Consoante com Dierle Nunes e Ana Luiza Marques (2018, p.11), é necessário que esses processos sejam analisados com a perspectiva do devido processo constitucional. Para os autores, “mesmo ferramentas matemáticas, pretensamente imparciais, são imbuídas da subjetividade de seus criadores e diretamente afetadas pela qualidade dos dados fornecidos” (NUNES; MARQUES, 2018, p. 1).

Neste sentido, o artigo 5º, inciso LIV, da Constituição Federal, prevê que “ninguém será privado da liberdade ou de seus bens sem o devido processo legal”, pelo que deve ser conferido a todo indivíduo o direito fundamental a um processo justo, o que assegura também a ampla defesa e o contraditório, que são extremamente violados quando postos diante de sentenças baseadas com algoritmos sem transparência.

Dados coletados

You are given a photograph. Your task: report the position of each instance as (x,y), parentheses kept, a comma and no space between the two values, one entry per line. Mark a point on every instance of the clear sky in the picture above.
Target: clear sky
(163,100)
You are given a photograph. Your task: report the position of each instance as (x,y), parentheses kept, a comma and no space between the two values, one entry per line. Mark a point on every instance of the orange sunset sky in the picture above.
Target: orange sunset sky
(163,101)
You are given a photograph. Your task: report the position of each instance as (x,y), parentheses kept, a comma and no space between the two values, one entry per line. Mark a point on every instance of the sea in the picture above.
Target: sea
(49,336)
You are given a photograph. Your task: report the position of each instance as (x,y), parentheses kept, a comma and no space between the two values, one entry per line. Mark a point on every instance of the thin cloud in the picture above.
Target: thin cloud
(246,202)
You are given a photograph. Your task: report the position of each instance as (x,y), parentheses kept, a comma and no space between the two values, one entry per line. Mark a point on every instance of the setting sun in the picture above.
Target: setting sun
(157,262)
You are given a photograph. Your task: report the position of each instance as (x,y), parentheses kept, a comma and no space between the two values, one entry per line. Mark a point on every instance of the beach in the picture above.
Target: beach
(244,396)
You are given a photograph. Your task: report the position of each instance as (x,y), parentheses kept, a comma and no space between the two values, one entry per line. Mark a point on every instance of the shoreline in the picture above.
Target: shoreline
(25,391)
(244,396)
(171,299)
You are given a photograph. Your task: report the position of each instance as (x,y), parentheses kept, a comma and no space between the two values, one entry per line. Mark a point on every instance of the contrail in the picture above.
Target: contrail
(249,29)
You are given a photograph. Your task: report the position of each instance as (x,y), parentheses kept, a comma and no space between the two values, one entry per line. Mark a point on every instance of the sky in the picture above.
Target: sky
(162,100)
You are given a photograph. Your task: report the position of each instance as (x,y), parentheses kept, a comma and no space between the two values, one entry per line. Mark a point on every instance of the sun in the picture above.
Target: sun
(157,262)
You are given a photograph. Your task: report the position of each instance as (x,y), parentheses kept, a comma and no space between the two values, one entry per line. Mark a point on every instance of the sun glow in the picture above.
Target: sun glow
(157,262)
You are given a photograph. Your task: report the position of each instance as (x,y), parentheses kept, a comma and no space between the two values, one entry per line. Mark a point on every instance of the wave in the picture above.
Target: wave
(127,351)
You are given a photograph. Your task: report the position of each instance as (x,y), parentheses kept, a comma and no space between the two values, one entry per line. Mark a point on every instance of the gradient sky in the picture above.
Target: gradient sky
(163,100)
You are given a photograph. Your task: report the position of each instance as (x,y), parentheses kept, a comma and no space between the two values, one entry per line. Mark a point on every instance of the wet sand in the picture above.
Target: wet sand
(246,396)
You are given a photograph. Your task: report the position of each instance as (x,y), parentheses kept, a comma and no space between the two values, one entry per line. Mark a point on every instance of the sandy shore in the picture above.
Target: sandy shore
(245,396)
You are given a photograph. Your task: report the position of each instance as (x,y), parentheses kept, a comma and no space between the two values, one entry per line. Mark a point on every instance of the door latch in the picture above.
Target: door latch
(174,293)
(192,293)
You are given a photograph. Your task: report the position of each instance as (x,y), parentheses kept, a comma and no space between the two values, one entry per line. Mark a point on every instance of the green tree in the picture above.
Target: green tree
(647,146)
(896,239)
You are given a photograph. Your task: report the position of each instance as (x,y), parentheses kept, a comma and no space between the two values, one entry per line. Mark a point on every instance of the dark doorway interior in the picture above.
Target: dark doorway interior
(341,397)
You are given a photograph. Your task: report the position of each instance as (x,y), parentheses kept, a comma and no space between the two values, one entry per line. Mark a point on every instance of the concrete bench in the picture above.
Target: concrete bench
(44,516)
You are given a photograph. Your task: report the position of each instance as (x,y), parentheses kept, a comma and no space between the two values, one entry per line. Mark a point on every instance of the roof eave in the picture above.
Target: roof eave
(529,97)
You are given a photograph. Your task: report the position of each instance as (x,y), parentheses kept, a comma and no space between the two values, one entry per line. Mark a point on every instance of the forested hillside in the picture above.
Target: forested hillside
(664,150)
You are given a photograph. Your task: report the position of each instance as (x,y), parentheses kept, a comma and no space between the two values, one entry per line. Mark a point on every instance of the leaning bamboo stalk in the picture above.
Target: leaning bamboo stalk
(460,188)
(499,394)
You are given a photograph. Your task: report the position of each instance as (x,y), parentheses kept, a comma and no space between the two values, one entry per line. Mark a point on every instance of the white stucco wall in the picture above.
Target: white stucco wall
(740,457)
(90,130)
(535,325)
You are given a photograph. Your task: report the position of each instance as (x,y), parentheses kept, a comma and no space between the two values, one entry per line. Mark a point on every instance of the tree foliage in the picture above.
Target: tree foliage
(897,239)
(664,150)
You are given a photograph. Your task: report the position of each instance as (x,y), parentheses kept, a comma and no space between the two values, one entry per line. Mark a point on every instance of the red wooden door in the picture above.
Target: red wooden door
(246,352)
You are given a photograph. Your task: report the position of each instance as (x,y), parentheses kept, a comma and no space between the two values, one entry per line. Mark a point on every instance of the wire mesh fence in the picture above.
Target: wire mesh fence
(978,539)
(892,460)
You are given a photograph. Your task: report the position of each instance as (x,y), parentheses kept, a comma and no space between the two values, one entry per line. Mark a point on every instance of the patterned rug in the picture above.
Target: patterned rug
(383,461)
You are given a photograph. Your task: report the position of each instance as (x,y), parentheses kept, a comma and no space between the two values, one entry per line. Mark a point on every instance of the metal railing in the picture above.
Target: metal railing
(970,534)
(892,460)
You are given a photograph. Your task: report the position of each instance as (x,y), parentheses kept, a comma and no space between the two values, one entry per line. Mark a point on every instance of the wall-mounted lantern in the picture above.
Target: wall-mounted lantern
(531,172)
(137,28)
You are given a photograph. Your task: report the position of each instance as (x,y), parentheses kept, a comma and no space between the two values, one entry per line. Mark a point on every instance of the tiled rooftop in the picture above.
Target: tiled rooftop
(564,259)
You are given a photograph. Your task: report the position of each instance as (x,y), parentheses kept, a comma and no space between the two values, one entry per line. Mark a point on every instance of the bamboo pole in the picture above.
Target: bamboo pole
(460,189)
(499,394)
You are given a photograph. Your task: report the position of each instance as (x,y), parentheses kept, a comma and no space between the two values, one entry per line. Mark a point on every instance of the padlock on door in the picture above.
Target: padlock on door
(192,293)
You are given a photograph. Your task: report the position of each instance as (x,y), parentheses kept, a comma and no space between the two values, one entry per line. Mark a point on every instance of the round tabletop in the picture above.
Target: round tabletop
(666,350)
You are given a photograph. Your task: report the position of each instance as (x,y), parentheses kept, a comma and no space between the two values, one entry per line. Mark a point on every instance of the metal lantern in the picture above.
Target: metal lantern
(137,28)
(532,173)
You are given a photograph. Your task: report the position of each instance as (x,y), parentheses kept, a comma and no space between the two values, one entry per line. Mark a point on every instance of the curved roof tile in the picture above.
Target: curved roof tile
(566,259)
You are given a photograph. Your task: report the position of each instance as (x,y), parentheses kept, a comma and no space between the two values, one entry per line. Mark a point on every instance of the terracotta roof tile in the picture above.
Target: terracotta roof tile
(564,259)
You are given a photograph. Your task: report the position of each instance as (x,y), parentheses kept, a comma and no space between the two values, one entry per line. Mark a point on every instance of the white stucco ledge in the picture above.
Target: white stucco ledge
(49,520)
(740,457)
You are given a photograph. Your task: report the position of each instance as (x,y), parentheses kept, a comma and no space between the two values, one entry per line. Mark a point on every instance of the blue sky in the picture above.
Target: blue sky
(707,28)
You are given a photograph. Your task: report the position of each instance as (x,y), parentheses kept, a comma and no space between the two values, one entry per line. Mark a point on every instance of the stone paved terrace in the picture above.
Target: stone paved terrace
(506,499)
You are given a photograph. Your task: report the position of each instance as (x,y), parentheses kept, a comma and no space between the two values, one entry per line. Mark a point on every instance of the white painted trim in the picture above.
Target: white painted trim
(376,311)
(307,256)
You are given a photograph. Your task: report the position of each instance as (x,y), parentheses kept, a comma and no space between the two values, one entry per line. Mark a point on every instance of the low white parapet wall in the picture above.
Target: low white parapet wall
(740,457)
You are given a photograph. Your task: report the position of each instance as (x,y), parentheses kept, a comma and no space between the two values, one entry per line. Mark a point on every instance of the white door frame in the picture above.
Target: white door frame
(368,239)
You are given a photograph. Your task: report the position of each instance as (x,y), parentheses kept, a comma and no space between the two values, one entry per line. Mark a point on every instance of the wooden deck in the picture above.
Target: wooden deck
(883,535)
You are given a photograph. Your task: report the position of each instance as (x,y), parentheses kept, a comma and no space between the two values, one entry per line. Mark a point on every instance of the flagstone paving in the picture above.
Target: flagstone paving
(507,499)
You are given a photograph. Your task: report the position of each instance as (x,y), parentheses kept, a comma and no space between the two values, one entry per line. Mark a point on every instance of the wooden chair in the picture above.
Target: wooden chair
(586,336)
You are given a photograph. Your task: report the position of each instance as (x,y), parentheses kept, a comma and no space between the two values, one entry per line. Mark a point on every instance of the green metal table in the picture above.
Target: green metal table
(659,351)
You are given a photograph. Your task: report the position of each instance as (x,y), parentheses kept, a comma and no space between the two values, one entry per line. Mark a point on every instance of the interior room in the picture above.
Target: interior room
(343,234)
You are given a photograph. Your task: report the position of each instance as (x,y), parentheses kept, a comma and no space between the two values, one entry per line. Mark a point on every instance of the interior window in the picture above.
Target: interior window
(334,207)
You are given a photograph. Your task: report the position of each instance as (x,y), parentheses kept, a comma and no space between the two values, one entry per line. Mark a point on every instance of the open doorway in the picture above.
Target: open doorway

- **Instruções do exercício**
1) Responda com base no trecho sobre algoritmos e devido processo:
(a) Segundo Nunes e Marques, as ferramentas matemáticas são diretamente afetadas por quê?
(b) Qual artigo e inciso da Constituição Federal o trecho cita?
(c) Além do direito a um processo justo, quais duas garantias o trecho diz serem asseguradas?
2) Dê seguimento ao trecho sobre algoritmos e devido processo a partir do ponto em que ele termina.

- **Respostas em ordem**
1)
(a) Pela qualidade dos dados fornecidos.
(b) O artigo 5º, inciso LIV.
(c) A ampla defesa e o contraditório.

2)
Há, ainda, a necessidade de fundamentação das decisões dos juízes encontrada no artigo 93, inciso IX, da Constituição Federal, para que sejam impugnadas, não sendo possível que se utilize de dados que não podem ser explicados e nem entendidos pelo Poder Judiciário. De acordo com Nunes e Marques (2018, p.7), “dados matemáticos opacos e algoritmicamente enviesados” impossibilitam a justa defesa do acusado, dando uma confiança total aos dados matemáticos que seriam supostamente impessoais, imparciais e justos.

Interessa ressaltar que, algumas perguntas do questionário possuem uma discriminação baseada no status demográfico e socioeconômico do indivíduo, será mesmo que se pretende aumentar a penalização de negros por terem atributos em suas vidas que esse algoritmo considera fatores de periculosidade, mesmo que a maioria não seja perigosa?(LARSON; MATTU; KIRCHNER; ANGWIN, 2016, p. 4). Não parece muito justo julgar alguém por questões externas, sobre as quais o indivíduo não possui nenhum controle. Como um robô (IA) analisará de forma justa se aquela pessoa, diante de externalidades, voltará a reincidir em crimes?

Desta forma, pode-se concluir que, mesmo que essa Inteligência Artificial seja feita e implementada com boas intenções, não se pode ignorar os vieses algorítmicos, que, segundo Nunes e Marques (2018, p.6), “ocorrem quando as máquinas se comportam de modos que refletem os valores humanos implícitos envolvidos na programação”.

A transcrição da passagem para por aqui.